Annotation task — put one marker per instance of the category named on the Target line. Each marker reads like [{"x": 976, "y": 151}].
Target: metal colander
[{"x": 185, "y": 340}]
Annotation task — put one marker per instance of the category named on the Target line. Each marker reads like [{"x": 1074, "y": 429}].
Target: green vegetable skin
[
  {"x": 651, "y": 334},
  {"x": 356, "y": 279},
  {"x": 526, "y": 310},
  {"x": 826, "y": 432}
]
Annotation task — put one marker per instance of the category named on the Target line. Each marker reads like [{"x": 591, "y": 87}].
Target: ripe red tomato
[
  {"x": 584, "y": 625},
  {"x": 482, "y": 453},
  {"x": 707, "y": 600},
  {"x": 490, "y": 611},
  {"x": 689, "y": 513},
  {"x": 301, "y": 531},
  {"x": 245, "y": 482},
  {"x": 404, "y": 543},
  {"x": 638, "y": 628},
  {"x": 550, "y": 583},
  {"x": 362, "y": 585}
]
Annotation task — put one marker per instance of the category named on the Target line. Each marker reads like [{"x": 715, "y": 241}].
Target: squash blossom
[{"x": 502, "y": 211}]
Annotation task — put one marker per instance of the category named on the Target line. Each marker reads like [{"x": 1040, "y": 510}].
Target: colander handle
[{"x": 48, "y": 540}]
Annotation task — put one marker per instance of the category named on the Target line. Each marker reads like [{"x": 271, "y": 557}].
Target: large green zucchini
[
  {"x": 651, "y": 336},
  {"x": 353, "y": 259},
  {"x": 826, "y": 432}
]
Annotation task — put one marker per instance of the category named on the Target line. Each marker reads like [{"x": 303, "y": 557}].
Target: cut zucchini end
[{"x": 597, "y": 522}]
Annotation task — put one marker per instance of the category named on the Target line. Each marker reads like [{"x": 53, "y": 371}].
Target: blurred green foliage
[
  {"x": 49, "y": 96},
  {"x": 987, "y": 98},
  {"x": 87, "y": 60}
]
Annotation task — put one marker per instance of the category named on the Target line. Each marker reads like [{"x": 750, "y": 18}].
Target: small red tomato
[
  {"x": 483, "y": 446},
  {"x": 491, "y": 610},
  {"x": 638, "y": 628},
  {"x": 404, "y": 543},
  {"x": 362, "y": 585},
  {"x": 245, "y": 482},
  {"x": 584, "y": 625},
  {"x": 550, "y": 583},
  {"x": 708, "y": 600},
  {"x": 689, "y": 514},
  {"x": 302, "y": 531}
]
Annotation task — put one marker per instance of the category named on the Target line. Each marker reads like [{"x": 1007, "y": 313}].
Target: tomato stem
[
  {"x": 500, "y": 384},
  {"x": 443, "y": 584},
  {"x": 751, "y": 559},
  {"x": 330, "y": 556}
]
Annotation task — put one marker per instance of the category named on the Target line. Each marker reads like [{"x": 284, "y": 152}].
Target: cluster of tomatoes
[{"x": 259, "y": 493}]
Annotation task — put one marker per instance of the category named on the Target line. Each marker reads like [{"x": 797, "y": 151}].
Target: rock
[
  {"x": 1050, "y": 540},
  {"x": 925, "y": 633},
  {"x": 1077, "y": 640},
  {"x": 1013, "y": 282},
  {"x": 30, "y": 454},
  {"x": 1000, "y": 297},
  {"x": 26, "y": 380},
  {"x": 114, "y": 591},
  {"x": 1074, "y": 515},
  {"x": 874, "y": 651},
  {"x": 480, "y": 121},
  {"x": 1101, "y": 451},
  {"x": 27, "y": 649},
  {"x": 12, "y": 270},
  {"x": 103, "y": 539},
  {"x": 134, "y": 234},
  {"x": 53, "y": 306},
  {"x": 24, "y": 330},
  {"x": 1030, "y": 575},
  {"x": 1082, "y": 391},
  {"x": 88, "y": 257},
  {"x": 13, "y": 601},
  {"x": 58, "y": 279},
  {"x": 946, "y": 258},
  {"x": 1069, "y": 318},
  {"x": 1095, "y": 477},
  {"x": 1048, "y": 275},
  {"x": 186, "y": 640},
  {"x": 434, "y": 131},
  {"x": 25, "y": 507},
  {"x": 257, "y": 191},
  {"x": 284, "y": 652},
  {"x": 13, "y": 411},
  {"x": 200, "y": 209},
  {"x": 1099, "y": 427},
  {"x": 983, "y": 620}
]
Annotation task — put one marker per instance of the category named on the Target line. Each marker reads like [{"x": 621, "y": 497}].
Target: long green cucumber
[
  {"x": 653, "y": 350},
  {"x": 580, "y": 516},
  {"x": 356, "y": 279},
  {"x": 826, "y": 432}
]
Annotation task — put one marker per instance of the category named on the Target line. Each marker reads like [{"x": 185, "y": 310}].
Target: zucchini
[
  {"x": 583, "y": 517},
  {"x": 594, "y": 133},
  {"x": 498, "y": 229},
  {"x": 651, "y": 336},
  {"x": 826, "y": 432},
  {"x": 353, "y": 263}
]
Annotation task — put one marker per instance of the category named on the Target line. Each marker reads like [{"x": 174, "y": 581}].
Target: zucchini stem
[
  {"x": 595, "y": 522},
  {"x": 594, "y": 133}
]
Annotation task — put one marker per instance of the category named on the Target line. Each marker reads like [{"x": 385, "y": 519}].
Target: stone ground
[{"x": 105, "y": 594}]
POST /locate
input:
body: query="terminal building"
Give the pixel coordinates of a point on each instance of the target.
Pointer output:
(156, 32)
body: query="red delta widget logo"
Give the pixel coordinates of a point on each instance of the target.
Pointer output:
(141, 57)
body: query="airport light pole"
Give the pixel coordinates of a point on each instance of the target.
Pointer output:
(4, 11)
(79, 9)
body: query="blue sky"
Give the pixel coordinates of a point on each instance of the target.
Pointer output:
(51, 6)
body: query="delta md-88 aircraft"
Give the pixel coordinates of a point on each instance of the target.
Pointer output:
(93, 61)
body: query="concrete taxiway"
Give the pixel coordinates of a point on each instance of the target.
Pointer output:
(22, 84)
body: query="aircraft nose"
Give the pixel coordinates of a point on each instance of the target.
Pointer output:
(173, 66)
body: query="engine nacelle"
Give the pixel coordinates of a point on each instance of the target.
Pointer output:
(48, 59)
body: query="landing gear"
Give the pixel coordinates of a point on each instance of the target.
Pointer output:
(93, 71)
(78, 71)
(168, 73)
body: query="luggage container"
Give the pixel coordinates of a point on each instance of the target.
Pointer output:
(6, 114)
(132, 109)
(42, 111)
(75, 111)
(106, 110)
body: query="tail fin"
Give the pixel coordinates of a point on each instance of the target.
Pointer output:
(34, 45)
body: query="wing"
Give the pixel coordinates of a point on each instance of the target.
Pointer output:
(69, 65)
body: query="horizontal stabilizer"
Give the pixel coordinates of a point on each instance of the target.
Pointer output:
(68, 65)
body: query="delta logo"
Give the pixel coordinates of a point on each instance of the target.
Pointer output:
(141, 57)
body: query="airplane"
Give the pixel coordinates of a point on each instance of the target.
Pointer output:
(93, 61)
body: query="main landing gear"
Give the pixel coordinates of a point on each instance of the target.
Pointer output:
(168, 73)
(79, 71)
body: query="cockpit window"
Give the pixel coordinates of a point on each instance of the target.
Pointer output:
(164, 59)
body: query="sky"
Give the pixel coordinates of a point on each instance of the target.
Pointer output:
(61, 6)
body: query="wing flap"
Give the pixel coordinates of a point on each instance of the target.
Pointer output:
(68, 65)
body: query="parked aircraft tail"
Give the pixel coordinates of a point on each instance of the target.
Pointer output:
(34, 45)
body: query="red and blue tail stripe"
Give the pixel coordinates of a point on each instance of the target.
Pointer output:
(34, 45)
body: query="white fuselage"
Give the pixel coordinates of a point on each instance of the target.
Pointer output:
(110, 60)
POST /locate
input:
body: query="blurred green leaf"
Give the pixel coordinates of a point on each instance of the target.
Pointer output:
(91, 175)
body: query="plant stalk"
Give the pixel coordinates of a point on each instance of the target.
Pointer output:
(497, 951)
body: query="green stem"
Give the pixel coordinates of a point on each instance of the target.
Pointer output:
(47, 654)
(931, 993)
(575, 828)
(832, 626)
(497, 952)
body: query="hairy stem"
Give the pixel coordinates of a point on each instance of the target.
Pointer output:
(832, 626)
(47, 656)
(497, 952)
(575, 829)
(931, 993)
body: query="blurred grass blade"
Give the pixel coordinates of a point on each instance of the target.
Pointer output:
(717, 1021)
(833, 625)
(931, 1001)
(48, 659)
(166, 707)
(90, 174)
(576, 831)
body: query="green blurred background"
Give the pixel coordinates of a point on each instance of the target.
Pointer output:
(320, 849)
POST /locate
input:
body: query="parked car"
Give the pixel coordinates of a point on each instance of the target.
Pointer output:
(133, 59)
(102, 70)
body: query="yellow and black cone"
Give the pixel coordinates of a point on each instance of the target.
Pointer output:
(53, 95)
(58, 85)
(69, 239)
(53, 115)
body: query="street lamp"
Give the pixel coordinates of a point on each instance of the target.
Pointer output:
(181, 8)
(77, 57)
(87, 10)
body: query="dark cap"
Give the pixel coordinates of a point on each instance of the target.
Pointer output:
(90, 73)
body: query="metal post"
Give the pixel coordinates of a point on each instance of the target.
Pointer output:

**Exercise directions**. If a line in the listing holds the word "logo", copy it out.

**Exercise answer**.
body: query="red delta widget logo"
body: query="delta logo"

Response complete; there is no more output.